WORK TO BE COMPLETED: What is needed is every line of the data that includes the word "below". Please copy each one.

EXTRACTED MATERIAL:
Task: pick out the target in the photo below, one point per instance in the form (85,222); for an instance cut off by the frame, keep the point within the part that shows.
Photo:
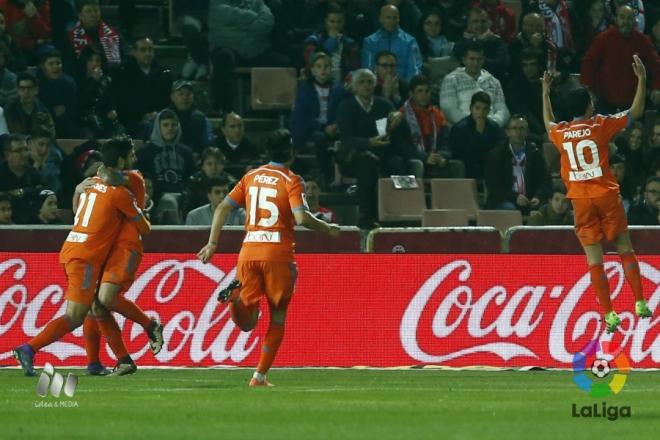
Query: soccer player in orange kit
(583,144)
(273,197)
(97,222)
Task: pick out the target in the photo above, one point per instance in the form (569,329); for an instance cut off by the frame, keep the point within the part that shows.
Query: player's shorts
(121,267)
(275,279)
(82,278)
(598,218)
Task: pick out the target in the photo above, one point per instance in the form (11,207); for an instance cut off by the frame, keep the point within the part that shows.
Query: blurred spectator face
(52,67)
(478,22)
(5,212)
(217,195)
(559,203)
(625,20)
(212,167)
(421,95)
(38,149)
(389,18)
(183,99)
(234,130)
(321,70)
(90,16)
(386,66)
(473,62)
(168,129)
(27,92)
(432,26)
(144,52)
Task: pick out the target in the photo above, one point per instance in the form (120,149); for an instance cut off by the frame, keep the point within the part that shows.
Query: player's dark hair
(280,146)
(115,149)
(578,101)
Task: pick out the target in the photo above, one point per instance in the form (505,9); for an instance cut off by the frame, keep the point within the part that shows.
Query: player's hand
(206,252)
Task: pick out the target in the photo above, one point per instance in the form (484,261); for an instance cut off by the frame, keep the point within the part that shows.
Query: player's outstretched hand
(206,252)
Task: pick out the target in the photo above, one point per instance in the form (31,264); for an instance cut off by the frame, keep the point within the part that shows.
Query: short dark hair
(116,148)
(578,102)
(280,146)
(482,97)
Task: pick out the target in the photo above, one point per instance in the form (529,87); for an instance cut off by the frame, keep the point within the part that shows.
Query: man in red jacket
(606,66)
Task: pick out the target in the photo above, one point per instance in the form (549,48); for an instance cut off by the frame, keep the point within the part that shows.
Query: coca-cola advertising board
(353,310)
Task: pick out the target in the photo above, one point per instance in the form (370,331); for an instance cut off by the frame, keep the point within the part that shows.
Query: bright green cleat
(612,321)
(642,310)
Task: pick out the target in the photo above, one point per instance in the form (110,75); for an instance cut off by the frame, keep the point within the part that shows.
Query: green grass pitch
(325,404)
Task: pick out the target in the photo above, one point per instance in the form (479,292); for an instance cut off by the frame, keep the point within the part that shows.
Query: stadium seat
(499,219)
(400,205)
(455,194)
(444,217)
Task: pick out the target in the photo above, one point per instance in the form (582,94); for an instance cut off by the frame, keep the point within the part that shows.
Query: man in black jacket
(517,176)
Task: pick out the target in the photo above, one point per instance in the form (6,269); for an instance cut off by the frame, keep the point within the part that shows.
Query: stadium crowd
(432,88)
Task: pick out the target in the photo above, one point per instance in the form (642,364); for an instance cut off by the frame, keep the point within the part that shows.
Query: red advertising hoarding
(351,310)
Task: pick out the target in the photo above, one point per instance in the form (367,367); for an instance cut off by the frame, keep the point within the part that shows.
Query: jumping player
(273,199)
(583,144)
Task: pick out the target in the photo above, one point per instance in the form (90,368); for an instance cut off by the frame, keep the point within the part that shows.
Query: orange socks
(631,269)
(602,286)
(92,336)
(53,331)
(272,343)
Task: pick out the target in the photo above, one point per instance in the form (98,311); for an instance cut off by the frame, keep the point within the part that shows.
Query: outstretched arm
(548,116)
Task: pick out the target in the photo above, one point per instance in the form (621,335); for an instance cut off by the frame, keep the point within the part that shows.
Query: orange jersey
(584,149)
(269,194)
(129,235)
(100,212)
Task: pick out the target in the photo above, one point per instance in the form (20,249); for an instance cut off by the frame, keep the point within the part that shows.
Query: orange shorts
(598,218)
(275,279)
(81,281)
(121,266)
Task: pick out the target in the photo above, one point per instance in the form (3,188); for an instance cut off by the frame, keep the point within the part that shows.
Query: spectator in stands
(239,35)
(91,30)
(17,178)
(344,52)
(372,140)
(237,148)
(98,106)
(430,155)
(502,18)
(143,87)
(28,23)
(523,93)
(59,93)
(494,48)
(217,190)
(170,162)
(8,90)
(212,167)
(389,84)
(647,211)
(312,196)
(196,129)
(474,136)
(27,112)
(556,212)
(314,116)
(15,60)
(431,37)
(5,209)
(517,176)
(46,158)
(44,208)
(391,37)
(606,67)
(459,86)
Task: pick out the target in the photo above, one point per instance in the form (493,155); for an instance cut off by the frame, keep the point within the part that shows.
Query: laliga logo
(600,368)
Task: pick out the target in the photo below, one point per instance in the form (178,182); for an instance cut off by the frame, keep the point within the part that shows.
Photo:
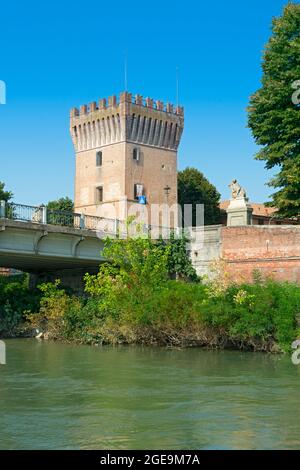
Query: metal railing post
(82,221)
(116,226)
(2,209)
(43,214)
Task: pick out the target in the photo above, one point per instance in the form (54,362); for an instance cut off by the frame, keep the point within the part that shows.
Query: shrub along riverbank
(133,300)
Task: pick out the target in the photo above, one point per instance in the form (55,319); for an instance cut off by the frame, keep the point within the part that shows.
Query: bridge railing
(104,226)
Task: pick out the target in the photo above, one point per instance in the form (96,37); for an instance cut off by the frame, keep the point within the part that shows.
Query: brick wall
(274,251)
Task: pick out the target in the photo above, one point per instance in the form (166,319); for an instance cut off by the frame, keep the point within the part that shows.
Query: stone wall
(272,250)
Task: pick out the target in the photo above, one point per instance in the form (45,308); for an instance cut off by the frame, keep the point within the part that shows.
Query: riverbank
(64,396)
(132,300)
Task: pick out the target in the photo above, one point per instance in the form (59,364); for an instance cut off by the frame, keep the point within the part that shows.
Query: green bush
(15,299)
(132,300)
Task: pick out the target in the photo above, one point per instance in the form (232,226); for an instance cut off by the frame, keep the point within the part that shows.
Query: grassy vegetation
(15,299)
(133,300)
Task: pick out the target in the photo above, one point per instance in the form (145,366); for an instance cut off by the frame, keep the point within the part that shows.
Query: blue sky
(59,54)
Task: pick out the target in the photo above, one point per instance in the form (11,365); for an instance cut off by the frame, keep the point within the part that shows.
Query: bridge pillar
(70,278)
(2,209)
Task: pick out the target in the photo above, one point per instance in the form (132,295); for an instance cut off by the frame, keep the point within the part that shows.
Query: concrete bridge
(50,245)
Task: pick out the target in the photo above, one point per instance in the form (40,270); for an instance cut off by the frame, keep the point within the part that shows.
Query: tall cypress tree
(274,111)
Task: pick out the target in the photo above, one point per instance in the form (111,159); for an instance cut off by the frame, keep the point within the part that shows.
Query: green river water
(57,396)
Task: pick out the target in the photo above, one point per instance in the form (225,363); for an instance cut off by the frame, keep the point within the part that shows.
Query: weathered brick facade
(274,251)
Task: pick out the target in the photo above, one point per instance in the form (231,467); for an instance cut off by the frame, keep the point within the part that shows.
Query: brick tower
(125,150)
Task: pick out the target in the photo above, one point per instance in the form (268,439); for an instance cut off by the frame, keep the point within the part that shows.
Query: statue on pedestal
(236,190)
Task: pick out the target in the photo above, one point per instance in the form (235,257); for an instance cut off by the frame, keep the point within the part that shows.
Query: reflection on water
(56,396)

---

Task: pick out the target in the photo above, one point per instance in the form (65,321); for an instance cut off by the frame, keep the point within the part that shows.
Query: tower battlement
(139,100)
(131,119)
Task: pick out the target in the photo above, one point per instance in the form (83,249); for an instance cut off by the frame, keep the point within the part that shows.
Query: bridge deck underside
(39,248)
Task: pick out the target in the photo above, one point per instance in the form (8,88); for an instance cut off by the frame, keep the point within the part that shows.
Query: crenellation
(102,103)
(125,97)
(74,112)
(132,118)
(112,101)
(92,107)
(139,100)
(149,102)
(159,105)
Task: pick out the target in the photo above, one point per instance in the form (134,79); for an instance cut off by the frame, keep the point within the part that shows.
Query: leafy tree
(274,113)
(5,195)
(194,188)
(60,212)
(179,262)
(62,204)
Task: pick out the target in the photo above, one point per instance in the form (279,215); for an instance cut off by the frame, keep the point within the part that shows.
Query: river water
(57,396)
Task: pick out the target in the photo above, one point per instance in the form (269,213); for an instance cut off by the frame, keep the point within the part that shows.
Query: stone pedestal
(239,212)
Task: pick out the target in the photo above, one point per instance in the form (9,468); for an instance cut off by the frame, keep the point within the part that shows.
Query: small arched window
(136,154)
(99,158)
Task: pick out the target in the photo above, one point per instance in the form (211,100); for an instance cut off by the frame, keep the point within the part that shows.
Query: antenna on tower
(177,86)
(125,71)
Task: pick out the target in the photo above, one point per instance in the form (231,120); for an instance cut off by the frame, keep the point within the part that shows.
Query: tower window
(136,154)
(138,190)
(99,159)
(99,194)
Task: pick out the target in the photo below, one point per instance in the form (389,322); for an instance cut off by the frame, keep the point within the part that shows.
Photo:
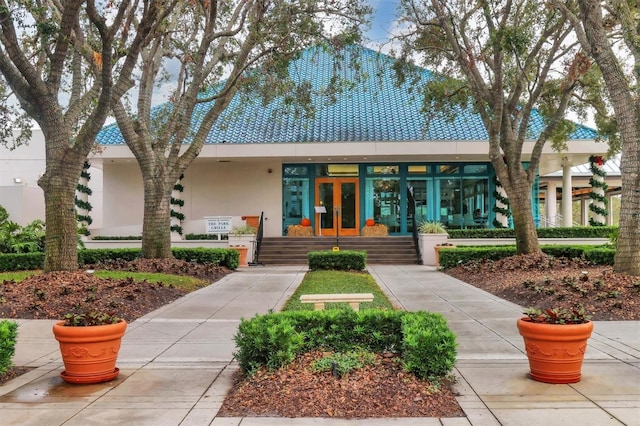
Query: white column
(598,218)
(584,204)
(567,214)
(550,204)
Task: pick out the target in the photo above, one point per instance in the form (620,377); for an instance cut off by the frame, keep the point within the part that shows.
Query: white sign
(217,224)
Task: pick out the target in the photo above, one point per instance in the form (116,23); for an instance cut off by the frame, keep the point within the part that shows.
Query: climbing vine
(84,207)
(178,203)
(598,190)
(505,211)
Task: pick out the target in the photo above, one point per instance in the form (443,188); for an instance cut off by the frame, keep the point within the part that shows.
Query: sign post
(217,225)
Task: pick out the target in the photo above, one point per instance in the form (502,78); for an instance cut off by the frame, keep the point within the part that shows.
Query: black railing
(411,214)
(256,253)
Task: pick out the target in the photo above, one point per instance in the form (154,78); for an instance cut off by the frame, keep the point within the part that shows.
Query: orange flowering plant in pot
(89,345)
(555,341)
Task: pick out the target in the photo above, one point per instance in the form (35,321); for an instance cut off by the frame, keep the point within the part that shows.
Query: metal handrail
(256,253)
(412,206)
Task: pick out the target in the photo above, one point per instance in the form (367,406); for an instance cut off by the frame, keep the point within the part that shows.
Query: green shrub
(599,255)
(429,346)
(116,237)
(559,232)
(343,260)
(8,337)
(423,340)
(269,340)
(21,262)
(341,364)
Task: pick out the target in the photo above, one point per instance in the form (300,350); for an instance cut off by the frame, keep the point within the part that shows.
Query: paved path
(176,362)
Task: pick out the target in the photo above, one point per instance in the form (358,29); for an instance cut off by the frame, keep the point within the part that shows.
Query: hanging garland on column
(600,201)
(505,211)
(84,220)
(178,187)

SOLUTION FOR THIS EXERCISE:
Task: pick out the target in the photo below, one point per instance in the form (85,222); for an instance cut off by the frame, keep the point within the part that shows.
Task: pick out the target in the photo below, one point per instance in the form (178,182); for an instance cut off by the frame, keep the point within the part that shows.
Task: pick out the target in the photo below, one point per instance in the form (389,322); for an instance cut off by the frame, keep the point within the part that shows.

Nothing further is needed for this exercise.